[Stored data]
===
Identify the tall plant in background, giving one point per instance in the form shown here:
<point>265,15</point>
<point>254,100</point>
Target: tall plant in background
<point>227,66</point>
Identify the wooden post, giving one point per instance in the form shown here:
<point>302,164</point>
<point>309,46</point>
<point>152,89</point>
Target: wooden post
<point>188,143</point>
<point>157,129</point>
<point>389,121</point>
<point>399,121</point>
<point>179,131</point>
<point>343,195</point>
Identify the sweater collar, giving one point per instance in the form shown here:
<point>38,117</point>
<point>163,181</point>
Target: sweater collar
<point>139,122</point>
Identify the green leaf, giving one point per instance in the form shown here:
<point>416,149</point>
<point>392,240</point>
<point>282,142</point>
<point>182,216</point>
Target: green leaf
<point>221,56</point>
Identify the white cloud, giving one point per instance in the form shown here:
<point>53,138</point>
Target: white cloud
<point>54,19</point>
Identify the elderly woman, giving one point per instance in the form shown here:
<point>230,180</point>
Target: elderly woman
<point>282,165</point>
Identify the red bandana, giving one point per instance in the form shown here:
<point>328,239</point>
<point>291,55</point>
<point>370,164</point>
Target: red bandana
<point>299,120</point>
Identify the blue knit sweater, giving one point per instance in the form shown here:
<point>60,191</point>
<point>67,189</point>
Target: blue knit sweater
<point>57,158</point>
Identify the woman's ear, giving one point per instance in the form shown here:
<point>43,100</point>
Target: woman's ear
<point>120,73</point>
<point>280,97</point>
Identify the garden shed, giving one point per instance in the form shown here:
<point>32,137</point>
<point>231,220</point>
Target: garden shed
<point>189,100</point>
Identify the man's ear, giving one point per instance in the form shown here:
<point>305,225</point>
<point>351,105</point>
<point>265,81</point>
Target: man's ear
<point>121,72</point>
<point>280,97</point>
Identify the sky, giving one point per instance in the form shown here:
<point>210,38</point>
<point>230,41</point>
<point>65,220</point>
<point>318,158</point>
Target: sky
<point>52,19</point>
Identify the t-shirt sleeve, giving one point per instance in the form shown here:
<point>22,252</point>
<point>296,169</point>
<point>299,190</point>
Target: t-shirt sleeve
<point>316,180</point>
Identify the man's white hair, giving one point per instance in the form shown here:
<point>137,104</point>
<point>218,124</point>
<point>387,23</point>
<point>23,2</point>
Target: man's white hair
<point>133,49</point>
===
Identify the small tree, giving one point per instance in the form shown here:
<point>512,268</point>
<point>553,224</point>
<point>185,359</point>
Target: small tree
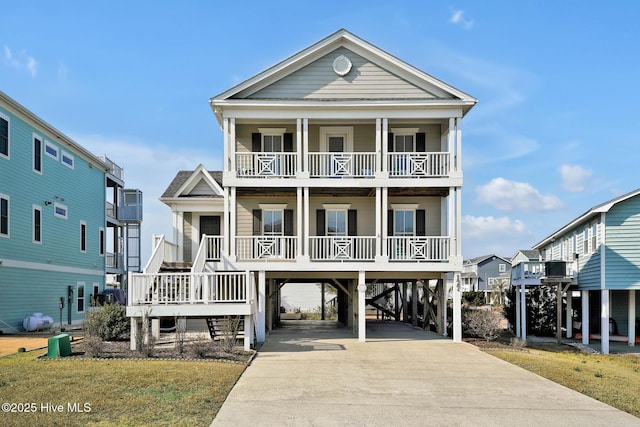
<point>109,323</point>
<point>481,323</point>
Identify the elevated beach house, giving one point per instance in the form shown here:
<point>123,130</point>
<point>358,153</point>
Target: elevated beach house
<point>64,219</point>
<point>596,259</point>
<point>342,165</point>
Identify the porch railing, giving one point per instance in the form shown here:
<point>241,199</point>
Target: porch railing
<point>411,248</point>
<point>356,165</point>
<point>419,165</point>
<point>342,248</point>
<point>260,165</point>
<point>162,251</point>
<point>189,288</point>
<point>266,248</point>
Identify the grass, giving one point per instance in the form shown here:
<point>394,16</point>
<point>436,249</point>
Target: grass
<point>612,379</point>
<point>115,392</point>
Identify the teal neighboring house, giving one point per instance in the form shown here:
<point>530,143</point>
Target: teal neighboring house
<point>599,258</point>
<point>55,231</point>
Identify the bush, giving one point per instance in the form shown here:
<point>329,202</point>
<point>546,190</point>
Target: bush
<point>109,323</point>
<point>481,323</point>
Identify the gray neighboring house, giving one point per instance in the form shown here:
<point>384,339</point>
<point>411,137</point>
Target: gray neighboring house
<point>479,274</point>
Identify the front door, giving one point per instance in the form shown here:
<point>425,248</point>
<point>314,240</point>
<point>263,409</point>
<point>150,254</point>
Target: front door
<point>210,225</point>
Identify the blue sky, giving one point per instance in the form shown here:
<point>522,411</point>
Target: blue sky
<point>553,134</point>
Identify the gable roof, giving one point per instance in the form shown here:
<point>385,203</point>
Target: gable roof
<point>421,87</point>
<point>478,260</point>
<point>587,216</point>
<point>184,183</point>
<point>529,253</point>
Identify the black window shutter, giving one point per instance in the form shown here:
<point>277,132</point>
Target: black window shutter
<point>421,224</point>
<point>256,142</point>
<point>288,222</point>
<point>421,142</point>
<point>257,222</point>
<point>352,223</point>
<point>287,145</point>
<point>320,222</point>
===
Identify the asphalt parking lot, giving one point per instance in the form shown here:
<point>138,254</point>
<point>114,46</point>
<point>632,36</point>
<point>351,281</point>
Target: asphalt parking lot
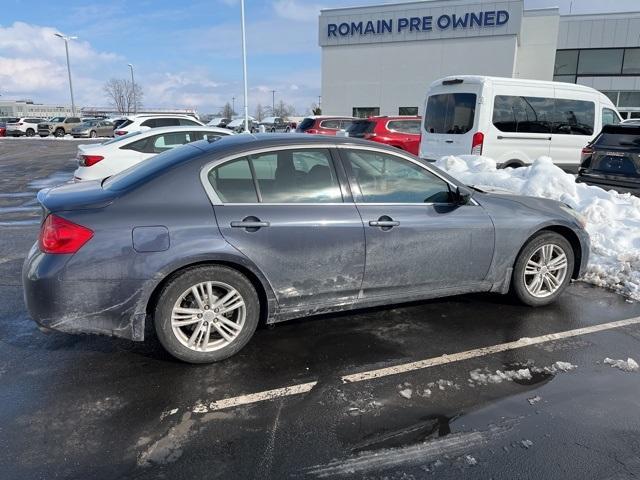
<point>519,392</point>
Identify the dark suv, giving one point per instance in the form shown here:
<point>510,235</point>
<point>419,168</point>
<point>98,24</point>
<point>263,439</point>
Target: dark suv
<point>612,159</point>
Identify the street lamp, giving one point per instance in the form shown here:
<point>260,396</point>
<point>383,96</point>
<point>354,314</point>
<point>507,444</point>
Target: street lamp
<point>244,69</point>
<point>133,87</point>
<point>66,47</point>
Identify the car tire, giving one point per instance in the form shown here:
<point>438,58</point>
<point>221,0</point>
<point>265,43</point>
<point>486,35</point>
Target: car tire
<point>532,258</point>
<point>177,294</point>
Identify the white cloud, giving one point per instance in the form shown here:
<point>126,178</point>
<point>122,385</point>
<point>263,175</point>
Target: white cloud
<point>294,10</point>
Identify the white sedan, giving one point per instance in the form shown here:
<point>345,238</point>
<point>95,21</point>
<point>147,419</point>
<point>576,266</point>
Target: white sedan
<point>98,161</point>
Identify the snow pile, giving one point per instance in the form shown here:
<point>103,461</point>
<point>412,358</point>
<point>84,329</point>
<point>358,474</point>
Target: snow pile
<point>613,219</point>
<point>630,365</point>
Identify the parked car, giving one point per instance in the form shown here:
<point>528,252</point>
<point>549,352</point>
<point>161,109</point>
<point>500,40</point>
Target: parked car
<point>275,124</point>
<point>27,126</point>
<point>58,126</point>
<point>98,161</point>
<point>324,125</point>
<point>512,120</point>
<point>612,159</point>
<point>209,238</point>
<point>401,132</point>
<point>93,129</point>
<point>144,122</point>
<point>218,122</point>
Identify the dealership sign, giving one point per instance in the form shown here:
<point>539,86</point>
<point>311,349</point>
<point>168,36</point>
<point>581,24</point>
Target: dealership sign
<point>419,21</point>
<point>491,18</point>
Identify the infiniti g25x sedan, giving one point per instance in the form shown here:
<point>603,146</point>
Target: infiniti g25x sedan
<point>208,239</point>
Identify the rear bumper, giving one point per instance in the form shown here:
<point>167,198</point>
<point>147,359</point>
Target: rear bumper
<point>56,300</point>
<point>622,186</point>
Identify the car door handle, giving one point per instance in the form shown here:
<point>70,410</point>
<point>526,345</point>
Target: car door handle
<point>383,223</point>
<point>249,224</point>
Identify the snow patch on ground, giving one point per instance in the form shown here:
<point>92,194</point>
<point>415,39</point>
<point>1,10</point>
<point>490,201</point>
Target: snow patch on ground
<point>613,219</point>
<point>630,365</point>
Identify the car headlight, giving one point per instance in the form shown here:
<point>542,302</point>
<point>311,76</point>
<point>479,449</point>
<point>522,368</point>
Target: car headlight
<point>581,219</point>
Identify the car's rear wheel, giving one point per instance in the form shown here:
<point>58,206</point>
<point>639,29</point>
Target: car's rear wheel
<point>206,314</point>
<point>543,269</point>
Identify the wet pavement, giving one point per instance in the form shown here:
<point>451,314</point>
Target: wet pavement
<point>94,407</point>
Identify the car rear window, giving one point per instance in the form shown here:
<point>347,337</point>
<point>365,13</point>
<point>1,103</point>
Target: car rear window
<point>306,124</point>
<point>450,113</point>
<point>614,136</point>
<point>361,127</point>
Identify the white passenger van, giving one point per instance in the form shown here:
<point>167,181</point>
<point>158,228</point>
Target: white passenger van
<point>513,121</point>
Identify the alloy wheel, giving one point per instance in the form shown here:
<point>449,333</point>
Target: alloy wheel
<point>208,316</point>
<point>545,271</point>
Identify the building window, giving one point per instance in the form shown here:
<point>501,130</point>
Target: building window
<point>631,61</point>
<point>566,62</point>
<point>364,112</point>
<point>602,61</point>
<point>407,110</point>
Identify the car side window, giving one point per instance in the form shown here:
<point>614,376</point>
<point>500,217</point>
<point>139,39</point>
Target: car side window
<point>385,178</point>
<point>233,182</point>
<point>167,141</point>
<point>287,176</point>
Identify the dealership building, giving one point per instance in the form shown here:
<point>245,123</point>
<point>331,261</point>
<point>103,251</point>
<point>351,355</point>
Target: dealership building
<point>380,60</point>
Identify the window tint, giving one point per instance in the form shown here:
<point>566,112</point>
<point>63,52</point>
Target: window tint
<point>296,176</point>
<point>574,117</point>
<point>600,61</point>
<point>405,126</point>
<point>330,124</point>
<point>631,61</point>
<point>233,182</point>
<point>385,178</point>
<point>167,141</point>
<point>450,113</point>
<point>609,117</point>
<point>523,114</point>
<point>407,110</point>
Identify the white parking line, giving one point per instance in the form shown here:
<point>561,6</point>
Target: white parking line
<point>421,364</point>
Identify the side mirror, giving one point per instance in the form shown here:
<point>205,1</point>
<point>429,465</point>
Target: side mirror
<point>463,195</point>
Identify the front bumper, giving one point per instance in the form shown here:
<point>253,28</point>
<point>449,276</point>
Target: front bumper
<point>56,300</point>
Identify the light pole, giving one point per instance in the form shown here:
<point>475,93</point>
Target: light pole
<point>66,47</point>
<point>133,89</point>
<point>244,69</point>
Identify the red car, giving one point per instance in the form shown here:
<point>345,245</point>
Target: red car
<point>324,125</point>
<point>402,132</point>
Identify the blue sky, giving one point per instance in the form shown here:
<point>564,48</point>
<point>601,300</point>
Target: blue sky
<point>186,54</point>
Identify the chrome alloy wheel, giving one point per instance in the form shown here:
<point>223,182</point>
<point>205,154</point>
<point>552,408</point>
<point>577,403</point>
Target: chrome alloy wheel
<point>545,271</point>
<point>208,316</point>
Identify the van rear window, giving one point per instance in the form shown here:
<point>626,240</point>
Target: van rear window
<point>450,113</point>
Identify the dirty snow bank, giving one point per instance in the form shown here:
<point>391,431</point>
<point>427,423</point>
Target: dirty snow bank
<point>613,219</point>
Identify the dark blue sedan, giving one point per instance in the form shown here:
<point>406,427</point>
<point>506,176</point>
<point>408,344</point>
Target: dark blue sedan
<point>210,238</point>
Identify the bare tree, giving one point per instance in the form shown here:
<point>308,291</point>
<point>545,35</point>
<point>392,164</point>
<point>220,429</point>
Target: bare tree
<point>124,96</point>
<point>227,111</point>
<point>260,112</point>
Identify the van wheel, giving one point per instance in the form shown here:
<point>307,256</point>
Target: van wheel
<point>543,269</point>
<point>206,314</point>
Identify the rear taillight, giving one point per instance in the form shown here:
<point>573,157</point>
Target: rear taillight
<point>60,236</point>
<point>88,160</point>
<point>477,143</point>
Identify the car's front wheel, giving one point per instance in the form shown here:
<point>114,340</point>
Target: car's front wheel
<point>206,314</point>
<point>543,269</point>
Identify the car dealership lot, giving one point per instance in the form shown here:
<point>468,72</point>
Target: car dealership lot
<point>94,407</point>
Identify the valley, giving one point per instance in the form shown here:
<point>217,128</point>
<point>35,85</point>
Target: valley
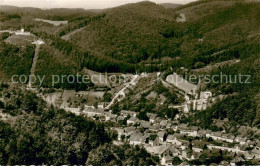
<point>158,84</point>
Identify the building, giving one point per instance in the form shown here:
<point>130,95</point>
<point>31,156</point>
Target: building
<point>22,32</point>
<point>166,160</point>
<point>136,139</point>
===
> **HOW TO COMPLETE THIS TASK**: Set down only the lines above that fall between the line holding "Identify the tall" and the line holding "Identify the wooden", inclusive, keeping each exact.

> **THE ANSWER**:
Identify the tall plant in background, giving one point per instance in the form shown here:
<point>265,15</point>
<point>254,100</point>
Target: tall plant in background
<point>227,66</point>
Identify the wooden post, giving one point per instance in the form shown here:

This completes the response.